## Begin RECORD EXTRACTS

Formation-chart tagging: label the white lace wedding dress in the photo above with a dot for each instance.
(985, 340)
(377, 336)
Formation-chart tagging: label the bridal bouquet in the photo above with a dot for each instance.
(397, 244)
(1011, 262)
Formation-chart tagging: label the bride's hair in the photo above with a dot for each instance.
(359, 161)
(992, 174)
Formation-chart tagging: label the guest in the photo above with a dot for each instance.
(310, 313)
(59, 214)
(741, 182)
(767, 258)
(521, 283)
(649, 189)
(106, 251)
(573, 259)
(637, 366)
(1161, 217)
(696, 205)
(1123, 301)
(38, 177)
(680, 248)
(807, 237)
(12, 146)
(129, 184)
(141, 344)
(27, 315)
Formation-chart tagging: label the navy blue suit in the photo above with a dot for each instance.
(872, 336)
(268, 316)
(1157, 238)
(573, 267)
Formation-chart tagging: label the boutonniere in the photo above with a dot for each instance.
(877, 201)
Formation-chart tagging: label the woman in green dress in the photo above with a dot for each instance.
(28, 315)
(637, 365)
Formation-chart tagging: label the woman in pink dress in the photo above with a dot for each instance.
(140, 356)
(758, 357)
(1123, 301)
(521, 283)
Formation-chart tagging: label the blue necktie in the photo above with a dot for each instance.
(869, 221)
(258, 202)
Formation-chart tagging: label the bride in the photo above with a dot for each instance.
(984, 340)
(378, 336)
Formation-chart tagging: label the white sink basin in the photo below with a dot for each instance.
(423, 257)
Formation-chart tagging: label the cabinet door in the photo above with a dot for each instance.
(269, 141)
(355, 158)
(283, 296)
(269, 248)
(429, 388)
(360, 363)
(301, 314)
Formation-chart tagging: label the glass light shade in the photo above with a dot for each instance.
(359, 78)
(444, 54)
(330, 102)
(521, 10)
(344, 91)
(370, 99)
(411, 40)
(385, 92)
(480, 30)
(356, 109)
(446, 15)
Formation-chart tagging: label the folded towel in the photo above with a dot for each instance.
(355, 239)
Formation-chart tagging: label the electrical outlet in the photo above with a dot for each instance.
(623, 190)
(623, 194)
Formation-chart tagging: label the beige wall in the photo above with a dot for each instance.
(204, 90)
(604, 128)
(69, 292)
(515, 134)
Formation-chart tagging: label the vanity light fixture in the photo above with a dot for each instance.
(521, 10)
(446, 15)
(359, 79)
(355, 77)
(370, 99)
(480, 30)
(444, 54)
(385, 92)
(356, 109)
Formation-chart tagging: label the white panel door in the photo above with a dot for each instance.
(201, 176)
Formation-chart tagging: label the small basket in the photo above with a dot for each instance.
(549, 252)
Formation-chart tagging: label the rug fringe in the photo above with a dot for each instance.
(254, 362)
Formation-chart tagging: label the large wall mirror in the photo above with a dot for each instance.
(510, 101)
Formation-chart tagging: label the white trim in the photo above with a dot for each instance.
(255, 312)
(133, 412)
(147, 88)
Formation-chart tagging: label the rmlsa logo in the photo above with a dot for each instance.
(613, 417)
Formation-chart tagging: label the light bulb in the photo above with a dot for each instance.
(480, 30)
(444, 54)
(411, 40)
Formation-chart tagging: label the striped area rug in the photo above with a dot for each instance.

## End RECORD EXTRACTS

## [WORK TO BE COMPLETED]
Copy every line from the one containing "Formation-chart tagging: label the rmlsa" through the end of the records above, reproducing each word for word.

## [CORRECT RESULT]
Formation-chart tagging: label the rmlsa logo in the photo above with a dot for each instance.
(613, 417)
Formation-chart tagging: label the light bulb in the photo above with a dot for each instance.
(480, 30)
(444, 54)
(411, 40)
Formation-chart tagging: label the striped area rug in the photo above with a dot for each instance.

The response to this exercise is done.